▶ [Extract provided]
Scenario 1: Show latest readings on each device

Imagine you want the most recent metric reading for every device:

select DISTINCT ON (device) device, time, value from metrics
ORDER BY device, time DESC;

With SkipScan:

It locates the first batch for the first device (e.g., device = 1).
It decompresses and returns the first tuple (latest reading due to ORDER BY time DESC) from this batch.
It then intelligently skips to the first batch for the next device (e.g., device = 2) and repeats the process.

This avoids scanning and decompressing unnecessary data. For a table with 10 distinct devices and millions of rows spread across thousands of batches, SkipScan might only need to perform a handful of targeted reads and decompressions, leading to execution times like 4.589 ms instead of 3912.069 ms (a ~850x improvement in this specific example).

Scenario 2: Show latest readings for devices updated in the last hour

What if you add a time filter?

SELECT DISTINCT ON (device) device, time, value
FROM metrics
WHERE time > (now() - INTERVAL '1 hour')
ORDER BY device, time DESC;

TimescaleDB's columnstore already uses min/max metadata per batch to prune batches that don't overlap with the time filter. SkipScan builds on this. Even if many batches are filtered out by the time condition, SkipScan still provides an advantage by efficiently finding the first relevant record for each distinct device within the remaining candidate batches.

In one test, this query ran in 2.537 ms with SkipScan, compared to 9.236 ms without it. While the relative improvement is smaller because the WHERE clause is already highly selective, SkipScan still ensures optimal performance.

▶ [Written instruction A] List every query execution time, in milliseconds, that the SkipScan text reports.
The SkipScan text and the rows were taken from unrelated sources.

▶ [Provided information]
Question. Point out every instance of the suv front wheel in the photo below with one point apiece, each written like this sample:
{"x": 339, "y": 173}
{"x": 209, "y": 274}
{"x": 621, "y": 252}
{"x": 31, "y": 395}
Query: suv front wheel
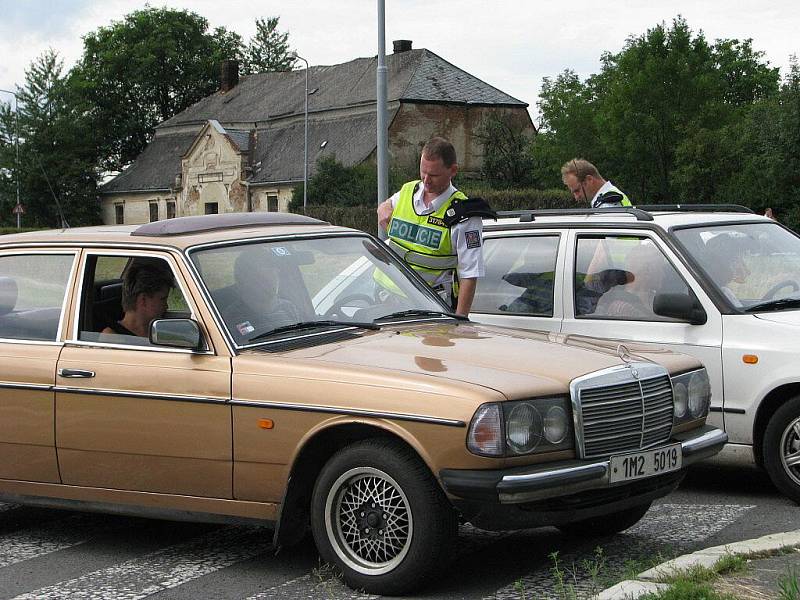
{"x": 782, "y": 448}
{"x": 380, "y": 516}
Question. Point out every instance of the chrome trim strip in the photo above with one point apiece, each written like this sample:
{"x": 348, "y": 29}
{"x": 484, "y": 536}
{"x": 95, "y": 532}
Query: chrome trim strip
{"x": 596, "y": 470}
{"x": 26, "y": 386}
{"x": 707, "y": 440}
{"x": 351, "y": 412}
{"x": 62, "y": 389}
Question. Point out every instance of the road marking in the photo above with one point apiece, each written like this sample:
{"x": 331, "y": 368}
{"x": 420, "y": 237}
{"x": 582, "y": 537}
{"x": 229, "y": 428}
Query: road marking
{"x": 163, "y": 569}
{"x": 666, "y": 528}
{"x": 37, "y": 541}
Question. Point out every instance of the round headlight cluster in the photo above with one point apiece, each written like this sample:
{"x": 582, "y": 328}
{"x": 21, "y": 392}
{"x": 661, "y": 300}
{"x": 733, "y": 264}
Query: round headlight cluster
{"x": 556, "y": 425}
{"x": 524, "y": 428}
{"x": 699, "y": 394}
{"x": 681, "y": 400}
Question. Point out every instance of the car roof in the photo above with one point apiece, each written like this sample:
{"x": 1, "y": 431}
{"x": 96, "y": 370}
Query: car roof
{"x": 661, "y": 216}
{"x": 180, "y": 232}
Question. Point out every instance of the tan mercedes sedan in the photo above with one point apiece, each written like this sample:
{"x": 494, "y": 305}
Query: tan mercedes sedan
{"x": 276, "y": 369}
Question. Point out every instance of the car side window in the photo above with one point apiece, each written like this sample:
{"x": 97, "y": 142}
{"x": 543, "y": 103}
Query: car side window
{"x": 520, "y": 276}
{"x": 123, "y": 294}
{"x": 617, "y": 277}
{"x": 32, "y": 290}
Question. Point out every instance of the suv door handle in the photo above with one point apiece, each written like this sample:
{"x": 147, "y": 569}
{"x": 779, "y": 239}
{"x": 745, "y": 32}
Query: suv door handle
{"x": 73, "y": 373}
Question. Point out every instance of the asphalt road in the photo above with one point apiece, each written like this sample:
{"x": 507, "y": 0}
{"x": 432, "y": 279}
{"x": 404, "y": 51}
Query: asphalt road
{"x": 47, "y": 554}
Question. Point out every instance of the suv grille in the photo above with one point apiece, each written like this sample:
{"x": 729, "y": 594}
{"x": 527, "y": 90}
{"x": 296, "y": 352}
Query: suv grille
{"x": 625, "y": 416}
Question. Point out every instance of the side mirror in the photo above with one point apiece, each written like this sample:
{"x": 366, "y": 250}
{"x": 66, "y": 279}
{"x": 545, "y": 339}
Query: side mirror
{"x": 685, "y": 307}
{"x": 176, "y": 333}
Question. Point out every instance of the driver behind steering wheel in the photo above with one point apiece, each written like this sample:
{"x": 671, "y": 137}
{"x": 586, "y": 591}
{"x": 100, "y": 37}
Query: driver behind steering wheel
{"x": 257, "y": 308}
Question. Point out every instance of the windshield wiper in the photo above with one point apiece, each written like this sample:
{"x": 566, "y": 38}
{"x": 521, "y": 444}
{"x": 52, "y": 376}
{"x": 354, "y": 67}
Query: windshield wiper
{"x": 775, "y": 305}
{"x": 311, "y": 325}
{"x": 417, "y": 312}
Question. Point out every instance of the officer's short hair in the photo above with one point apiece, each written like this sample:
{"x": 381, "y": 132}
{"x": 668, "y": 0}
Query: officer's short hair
{"x": 440, "y": 148}
{"x": 144, "y": 277}
{"x": 581, "y": 168}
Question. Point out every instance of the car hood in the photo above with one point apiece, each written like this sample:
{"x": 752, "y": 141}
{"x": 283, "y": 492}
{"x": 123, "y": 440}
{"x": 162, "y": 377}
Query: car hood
{"x": 783, "y": 317}
{"x": 512, "y": 362}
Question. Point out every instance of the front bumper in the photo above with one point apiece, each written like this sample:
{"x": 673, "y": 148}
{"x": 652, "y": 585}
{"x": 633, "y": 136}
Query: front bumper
{"x": 553, "y": 480}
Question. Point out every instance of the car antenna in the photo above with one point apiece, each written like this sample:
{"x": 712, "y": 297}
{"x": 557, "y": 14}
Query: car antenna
{"x": 64, "y": 224}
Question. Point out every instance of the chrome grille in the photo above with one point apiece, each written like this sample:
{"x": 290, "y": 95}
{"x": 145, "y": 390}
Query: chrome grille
{"x": 617, "y": 412}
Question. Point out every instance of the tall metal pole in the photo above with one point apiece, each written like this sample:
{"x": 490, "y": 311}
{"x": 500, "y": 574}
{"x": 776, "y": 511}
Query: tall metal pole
{"x": 383, "y": 131}
{"x": 305, "y": 139}
{"x": 18, "y": 208}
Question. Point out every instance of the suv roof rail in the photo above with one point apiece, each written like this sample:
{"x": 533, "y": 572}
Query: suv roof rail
{"x": 526, "y": 216}
{"x": 695, "y": 208}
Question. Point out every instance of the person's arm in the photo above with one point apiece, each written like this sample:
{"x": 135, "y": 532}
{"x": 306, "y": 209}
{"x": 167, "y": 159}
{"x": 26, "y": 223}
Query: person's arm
{"x": 466, "y": 293}
{"x": 385, "y": 209}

▶ [Written instruction B] Count the lines in the rows that contain the word "driver", and give only that number.

▶ [Exercise response A]
4.589 ms
3912.069 ms
2.537 ms
9.236 ms

▶ [Exercise response B] 2